◆ **Work to be completed**: Give only the number of lines in the records below that contain the word "window", treating uppercase and lowercase as different.

◆ **Dataset rows**:
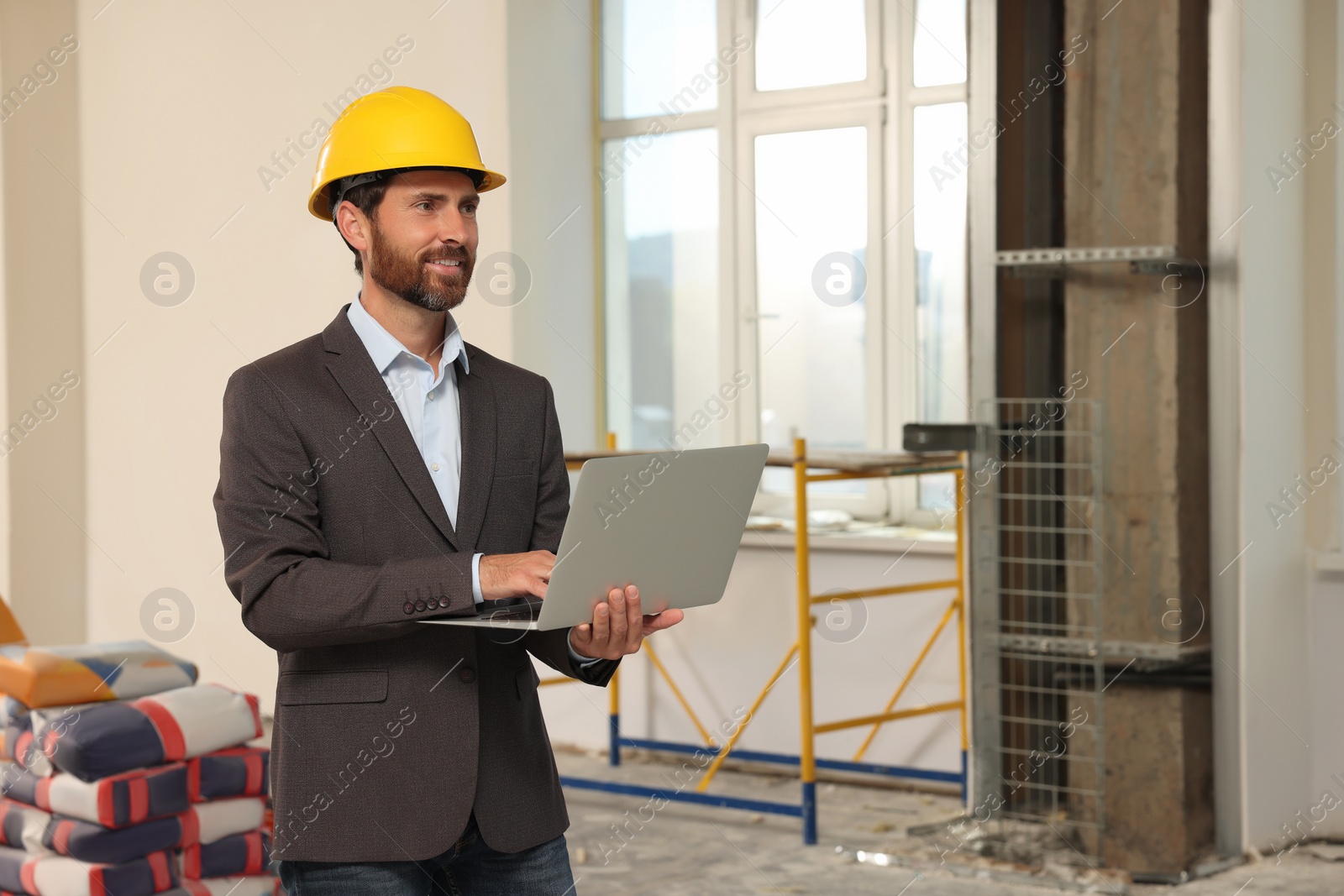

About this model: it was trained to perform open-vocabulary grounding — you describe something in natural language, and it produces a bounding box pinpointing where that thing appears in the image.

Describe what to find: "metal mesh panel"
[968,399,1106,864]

...

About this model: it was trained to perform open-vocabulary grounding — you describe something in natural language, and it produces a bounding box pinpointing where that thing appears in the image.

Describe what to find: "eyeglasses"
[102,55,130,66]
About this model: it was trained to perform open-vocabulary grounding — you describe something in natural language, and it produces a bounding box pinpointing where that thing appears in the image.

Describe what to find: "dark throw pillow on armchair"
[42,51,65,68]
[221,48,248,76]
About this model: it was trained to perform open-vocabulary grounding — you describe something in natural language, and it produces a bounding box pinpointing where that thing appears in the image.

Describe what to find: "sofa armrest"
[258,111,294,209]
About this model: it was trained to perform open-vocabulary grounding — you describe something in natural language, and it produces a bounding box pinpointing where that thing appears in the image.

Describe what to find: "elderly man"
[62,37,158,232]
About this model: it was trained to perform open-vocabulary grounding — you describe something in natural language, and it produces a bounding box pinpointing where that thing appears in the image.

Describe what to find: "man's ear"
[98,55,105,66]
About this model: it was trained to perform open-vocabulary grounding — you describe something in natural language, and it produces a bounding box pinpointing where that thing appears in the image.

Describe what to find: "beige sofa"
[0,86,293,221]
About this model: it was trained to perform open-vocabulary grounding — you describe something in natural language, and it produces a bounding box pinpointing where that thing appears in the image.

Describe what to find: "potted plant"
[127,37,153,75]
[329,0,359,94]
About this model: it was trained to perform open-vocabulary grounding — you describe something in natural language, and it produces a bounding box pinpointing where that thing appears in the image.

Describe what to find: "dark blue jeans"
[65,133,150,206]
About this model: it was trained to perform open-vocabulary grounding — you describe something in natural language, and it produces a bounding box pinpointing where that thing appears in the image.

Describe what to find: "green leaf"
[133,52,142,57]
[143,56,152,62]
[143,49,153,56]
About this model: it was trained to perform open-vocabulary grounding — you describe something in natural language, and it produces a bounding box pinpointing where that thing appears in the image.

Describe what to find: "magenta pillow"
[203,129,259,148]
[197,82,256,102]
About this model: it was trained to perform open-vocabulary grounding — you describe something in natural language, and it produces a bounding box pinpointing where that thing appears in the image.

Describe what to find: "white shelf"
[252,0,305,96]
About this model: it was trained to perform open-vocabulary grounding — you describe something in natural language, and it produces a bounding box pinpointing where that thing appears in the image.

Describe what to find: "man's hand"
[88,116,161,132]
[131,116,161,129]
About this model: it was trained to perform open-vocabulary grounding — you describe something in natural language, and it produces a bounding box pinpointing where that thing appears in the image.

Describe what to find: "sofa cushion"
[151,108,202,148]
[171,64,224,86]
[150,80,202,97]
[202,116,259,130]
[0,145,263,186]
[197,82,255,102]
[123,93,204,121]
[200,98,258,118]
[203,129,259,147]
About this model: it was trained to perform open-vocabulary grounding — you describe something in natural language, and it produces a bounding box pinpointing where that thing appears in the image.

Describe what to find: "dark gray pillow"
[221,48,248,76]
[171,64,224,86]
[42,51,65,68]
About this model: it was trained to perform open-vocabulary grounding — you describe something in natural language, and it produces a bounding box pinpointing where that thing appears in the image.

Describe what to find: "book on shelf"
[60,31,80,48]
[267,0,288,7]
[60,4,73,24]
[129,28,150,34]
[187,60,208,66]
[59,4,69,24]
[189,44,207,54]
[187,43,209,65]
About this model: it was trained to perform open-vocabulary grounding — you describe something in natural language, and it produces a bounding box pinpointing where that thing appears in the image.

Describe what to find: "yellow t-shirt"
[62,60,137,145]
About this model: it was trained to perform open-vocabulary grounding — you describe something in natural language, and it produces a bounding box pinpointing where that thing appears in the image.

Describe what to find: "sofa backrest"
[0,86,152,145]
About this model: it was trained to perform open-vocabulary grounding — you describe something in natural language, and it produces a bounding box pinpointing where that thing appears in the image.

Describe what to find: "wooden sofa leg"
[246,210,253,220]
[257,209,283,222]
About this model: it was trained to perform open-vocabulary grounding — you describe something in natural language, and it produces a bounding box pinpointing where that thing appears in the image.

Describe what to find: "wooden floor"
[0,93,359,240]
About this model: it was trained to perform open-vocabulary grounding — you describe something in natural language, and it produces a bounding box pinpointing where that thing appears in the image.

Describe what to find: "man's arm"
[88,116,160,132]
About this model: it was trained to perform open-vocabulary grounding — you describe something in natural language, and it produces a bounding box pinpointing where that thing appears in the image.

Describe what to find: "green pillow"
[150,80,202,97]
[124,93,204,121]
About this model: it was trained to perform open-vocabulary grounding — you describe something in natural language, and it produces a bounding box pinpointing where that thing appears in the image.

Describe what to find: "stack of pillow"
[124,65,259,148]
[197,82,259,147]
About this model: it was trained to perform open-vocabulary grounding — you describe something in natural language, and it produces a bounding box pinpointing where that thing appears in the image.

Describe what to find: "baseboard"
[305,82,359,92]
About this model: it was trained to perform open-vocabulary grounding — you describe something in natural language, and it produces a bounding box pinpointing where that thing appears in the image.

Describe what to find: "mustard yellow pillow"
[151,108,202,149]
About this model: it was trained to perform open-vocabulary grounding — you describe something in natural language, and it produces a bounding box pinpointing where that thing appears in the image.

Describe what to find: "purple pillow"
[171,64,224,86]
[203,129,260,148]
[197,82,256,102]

...

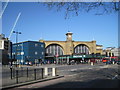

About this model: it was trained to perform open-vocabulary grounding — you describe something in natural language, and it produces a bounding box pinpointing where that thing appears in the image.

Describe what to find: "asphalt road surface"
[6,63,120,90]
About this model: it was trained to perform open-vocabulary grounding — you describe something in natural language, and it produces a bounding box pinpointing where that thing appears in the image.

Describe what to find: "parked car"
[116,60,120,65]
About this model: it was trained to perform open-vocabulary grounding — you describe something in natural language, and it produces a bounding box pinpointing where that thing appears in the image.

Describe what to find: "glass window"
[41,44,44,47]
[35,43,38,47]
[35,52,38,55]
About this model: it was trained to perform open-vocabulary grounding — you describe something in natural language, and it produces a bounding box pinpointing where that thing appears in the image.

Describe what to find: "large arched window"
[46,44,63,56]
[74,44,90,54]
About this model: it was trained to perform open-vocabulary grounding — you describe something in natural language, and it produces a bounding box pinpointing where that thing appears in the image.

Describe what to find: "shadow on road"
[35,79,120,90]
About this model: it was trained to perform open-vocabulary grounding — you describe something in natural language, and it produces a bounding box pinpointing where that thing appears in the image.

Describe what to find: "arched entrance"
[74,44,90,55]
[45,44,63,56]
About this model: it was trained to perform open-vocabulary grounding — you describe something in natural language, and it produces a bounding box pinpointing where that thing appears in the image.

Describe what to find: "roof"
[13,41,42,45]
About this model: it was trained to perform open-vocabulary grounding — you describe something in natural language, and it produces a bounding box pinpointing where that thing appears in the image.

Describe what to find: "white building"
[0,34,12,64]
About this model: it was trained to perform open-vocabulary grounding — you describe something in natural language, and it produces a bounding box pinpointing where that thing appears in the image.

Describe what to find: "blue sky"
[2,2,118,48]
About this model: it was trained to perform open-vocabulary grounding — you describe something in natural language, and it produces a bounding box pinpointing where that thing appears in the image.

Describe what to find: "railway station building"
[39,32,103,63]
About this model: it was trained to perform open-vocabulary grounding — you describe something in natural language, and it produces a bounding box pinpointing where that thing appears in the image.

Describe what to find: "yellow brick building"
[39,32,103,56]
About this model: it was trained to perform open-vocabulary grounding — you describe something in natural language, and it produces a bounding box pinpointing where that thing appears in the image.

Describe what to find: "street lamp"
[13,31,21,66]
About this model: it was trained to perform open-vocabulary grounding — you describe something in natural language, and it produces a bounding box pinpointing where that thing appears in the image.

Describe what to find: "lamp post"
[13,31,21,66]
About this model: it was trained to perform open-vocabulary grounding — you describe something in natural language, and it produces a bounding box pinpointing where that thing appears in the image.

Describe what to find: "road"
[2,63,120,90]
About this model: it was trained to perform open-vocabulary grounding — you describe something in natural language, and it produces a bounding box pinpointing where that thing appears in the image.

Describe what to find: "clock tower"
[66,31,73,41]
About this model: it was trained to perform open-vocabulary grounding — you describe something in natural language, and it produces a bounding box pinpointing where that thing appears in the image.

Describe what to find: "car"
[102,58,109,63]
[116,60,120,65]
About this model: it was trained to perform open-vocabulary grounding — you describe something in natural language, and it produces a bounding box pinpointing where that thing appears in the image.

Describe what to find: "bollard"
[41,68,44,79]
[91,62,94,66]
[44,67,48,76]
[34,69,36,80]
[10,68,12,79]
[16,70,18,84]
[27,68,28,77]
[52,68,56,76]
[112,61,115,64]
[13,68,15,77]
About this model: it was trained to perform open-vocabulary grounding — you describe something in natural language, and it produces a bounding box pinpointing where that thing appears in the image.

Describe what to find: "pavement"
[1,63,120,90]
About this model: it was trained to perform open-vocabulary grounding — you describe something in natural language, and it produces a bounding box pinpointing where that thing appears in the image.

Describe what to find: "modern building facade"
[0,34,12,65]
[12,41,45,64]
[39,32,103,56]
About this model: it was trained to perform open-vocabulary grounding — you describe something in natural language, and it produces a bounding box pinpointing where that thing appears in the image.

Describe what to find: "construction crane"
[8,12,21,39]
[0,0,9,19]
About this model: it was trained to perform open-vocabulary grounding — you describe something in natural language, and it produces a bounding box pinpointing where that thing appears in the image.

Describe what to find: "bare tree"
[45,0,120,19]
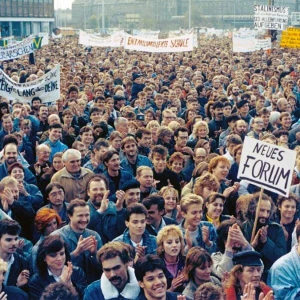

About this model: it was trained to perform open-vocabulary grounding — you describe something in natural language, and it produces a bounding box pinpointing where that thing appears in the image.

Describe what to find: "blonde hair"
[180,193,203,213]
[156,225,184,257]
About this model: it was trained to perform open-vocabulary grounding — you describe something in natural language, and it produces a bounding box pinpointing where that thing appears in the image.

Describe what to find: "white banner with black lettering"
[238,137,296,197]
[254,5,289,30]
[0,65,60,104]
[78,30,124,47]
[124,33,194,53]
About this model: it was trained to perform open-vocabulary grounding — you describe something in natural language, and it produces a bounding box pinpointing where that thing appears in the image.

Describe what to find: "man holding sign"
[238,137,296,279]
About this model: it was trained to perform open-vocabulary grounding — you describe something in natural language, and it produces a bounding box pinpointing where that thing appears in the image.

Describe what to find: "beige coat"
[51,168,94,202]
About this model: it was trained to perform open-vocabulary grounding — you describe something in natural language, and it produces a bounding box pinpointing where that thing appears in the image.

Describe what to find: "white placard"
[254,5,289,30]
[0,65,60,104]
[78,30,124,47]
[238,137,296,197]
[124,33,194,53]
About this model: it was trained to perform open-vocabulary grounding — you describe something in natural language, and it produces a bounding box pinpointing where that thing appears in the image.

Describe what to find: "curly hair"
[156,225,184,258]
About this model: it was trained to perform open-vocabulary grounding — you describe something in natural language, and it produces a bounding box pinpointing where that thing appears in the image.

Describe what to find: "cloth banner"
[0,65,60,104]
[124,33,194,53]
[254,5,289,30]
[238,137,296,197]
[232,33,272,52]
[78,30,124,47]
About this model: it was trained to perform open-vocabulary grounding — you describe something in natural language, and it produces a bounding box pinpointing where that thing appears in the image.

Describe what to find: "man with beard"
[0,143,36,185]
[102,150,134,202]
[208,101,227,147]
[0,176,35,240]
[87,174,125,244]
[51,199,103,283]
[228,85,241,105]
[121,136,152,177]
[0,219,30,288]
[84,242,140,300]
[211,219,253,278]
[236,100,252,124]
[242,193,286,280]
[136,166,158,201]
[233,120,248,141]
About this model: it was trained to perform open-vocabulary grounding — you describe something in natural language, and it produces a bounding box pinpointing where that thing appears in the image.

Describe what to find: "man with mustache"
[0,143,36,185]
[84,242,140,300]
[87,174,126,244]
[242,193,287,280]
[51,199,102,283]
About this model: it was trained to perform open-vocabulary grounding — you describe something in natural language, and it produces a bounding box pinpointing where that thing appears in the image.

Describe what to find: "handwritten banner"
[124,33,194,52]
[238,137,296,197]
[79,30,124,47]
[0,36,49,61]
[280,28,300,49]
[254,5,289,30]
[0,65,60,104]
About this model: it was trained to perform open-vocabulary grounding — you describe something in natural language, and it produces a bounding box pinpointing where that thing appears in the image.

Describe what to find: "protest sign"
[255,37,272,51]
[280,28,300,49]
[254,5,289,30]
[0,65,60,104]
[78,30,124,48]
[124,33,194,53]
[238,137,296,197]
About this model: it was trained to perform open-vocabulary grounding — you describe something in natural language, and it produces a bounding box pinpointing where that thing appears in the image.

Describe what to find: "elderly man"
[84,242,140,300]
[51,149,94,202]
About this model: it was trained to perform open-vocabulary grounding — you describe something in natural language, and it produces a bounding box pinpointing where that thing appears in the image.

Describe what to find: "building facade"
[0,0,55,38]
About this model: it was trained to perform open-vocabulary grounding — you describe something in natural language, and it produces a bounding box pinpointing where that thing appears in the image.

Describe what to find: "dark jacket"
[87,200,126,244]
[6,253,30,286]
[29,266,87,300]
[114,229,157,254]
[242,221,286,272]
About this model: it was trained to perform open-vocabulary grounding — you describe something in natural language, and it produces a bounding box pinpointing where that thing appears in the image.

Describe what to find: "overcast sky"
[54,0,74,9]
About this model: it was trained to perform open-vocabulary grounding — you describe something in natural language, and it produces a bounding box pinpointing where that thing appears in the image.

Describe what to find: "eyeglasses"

◆ **Exercise output**: 2